[[ Material for this exercise, beginning ]]

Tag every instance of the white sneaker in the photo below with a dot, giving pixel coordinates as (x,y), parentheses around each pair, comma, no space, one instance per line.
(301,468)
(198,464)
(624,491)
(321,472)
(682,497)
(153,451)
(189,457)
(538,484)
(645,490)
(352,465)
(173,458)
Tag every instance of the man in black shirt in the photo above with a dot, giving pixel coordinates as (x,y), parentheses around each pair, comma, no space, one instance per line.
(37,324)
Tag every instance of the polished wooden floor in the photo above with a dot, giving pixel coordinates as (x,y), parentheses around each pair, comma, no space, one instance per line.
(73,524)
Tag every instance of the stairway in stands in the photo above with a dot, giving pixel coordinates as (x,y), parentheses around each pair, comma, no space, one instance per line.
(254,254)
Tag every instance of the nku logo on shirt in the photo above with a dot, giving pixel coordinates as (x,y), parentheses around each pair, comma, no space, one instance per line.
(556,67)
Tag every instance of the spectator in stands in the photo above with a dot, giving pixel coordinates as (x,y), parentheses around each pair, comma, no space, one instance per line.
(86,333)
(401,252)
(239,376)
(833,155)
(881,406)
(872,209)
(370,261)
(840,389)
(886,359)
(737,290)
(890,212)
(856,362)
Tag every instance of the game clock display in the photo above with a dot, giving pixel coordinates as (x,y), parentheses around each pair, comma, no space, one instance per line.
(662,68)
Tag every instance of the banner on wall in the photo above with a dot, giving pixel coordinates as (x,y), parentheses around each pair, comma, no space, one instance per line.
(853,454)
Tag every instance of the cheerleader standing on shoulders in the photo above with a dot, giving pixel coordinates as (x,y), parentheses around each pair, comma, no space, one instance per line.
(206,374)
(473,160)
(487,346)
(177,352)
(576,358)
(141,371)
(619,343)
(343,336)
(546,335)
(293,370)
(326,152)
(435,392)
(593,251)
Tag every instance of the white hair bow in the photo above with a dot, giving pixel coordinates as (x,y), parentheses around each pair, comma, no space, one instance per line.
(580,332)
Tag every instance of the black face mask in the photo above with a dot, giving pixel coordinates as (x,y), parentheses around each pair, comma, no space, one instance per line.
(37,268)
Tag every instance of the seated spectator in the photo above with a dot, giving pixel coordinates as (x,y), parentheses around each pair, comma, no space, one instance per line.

[[ Material for this exercise, end ]]

Exercise:
Your answer must be an exact copy of all the entries.

Response to the exercise:
Tag every instance of the white sneaker in the photo below with a dot, giving pixel coordinates as (x,y), parentheses around each pair, comma, no space, one instance per line.
(301,468)
(198,464)
(624,491)
(321,472)
(682,497)
(153,451)
(189,457)
(538,484)
(645,490)
(352,465)
(173,458)
Tag every instance of the man in black shirt in the photo above with a dot, giving pixel coordinates as (x,y), parentheses around each pair, comma, no space, one instance per line.
(37,324)
Tag every instance of the polished wooden floor in the photo above with a dot, giving pixel coordinates as (x,y), parentheses around each pair, comma, no space, one instance per line.
(73,524)
Tag every instance of the stairway in stands in the photo above with a dot, giving pixel coordinates as (x,y), parentheses around each pair, comma, no space, one instance per line.
(254,254)
Tag every instance of the nku logo on shirt in the photo above with a dot, giving pixel coordinates as (x,y), parentheses around each pair, comma, no space, one instance per line.
(556,67)
Tag every instance of the spectator in stands in the photo above with a dot, giving pixel coordinates as (x,y), parentheses around each pair, comma, no space, one instance per line.
(86,333)
(401,252)
(239,376)
(833,155)
(881,406)
(872,209)
(370,261)
(840,389)
(886,359)
(737,290)
(890,212)
(856,362)
Tag every instance of the game clock display in the photo above with a dot, giving pixel coordinates as (x,y), parentheses around each pair, comma, no space, one instance per line.
(662,68)
Tag every instance of the banner on wall in the photo above with a dot, giving pixel coordinates as (x,y), parentheses around each pair, comma, no space, one instance per line.
(853,454)
Tag every instance of the cheerleader standing on shoulders in the photo above with a dot, giving pixel coordinates as (x,y), parentheses around each pair, comma, no space, one instance per line.
(206,374)
(473,160)
(487,346)
(177,352)
(576,358)
(141,371)
(619,343)
(343,336)
(546,335)
(293,370)
(326,152)
(435,392)
(593,251)
Tag every instance of the white hair bow in the photo above with a dot, giving pixel coordinates as (x,y), parentheses around each pair, comma, no space, one instance per line.
(580,332)
Tag every instance of the black face mask in the photo above with a dot, giving pixel coordinates as (x,y), parentheses around each pair, comma, no space, one instance per line.
(37,268)
Tag every instance of the seated spectator in the photo above with a dot, giving pixel coordinates as (x,y), parentheses around each pair, comma, no space, one instance per line.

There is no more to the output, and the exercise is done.